## Record list
++++++++++
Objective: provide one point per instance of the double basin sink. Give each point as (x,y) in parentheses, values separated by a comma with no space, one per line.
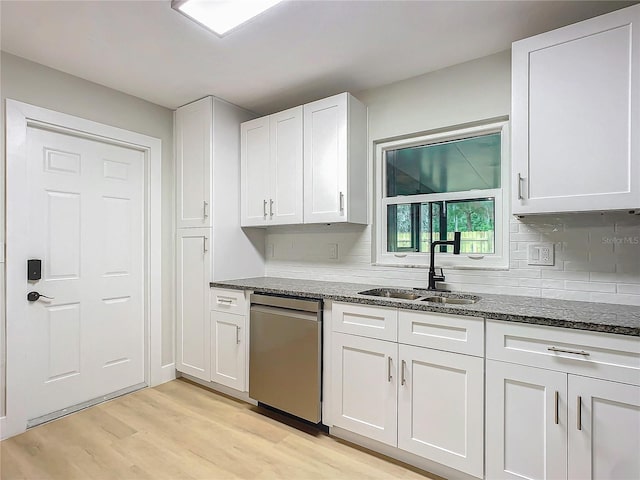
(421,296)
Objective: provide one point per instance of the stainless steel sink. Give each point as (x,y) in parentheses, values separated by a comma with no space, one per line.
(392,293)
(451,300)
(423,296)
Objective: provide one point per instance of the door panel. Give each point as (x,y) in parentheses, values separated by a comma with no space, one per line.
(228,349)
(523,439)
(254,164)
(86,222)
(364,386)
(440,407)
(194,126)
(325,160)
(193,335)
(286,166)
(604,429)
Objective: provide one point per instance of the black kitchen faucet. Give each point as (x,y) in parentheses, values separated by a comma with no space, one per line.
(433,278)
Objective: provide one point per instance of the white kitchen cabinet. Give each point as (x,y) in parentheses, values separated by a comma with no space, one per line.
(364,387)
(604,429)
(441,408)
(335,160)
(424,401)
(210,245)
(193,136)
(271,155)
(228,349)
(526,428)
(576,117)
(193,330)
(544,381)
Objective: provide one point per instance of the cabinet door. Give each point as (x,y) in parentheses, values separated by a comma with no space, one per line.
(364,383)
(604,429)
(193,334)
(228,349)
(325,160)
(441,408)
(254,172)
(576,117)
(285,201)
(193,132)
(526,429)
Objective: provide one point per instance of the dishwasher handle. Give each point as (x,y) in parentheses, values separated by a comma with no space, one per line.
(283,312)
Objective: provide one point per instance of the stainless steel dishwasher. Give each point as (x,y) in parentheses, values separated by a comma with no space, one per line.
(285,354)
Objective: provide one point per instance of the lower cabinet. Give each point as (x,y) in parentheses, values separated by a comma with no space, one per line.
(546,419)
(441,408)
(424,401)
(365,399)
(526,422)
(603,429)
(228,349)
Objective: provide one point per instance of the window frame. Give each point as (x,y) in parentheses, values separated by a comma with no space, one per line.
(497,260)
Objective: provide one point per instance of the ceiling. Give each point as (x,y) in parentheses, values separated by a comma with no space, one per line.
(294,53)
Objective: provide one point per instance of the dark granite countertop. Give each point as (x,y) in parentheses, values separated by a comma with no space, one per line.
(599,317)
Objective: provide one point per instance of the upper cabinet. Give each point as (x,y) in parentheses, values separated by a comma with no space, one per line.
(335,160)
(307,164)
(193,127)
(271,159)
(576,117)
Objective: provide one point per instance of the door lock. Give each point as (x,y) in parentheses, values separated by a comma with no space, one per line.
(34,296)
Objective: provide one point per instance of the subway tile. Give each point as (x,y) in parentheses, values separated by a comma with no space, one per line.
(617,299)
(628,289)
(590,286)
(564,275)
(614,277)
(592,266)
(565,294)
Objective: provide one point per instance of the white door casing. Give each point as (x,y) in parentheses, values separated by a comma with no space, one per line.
++++++++++
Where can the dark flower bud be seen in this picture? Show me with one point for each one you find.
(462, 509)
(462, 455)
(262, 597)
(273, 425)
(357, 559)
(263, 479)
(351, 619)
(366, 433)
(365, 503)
++++++++++
## What the task requires
Report each line of the records above that contains the word "dark", treating uppercase and lowercase letters as distinct.

## Worked answer
Objective: provide one point per instance of the dark granite countertop. Give each point as (x,y) in parentheses, values separated by a comma with no space, one per line.
Where can the dark flower bud be seen in this picture? Show me with one point for each one you find.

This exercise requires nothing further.